Collect each line of the items below that contains the string "cloud", and reproduce every such line in full.

* Start Input for this task *

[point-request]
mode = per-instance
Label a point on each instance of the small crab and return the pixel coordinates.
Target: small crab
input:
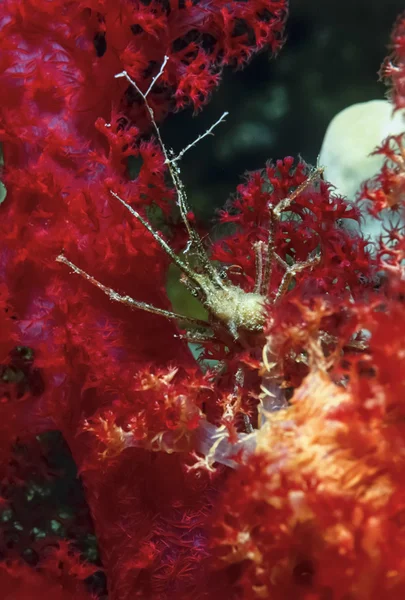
(234, 315)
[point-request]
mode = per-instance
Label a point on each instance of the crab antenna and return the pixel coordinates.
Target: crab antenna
(113, 295)
(162, 243)
(175, 173)
(274, 217)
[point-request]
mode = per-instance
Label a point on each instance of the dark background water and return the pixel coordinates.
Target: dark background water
(281, 106)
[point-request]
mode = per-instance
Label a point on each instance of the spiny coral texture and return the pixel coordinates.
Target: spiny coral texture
(310, 513)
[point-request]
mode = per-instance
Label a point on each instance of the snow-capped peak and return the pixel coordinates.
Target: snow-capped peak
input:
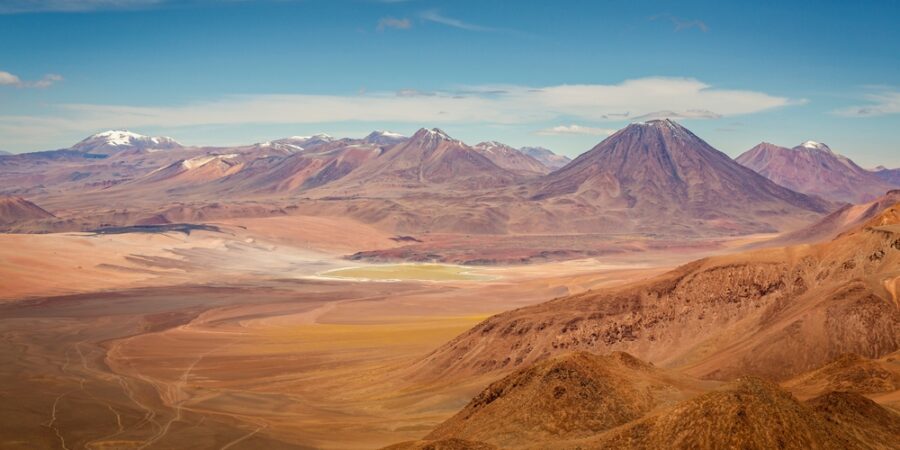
(319, 136)
(386, 133)
(200, 161)
(813, 145)
(124, 138)
(118, 137)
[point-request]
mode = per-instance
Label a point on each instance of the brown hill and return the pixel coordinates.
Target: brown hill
(442, 444)
(571, 396)
(891, 176)
(774, 313)
(581, 400)
(850, 373)
(813, 168)
(16, 210)
(430, 159)
(511, 159)
(847, 217)
(747, 414)
(867, 424)
(659, 169)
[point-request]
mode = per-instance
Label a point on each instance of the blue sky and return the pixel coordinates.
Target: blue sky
(558, 74)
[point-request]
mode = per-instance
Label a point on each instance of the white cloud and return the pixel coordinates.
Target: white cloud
(391, 22)
(688, 114)
(683, 24)
(498, 105)
(576, 129)
(436, 17)
(881, 103)
(8, 79)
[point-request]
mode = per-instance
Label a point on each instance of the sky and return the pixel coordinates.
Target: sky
(559, 74)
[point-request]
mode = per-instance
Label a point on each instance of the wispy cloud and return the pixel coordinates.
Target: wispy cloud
(8, 79)
(392, 22)
(415, 93)
(682, 24)
(437, 17)
(882, 102)
(576, 129)
(488, 104)
(687, 114)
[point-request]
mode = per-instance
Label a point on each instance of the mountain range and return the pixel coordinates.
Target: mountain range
(813, 168)
(655, 179)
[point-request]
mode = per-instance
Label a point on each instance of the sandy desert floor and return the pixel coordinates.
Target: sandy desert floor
(233, 339)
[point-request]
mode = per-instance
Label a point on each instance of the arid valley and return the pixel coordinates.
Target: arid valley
(434, 225)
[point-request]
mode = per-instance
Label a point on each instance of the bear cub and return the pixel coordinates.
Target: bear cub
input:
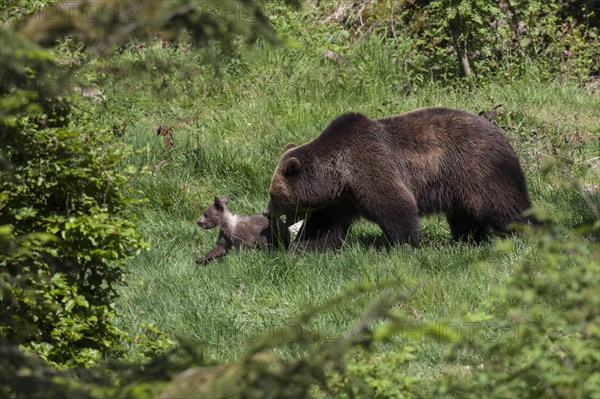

* End Input for this task *

• [In response]:
Label a point on each instance of the white cloud and return the pixel coordinates.
Target: white cloud
Label a point on each instance of the wispy cloud and return the pixel coordinates.
Target: wispy cloud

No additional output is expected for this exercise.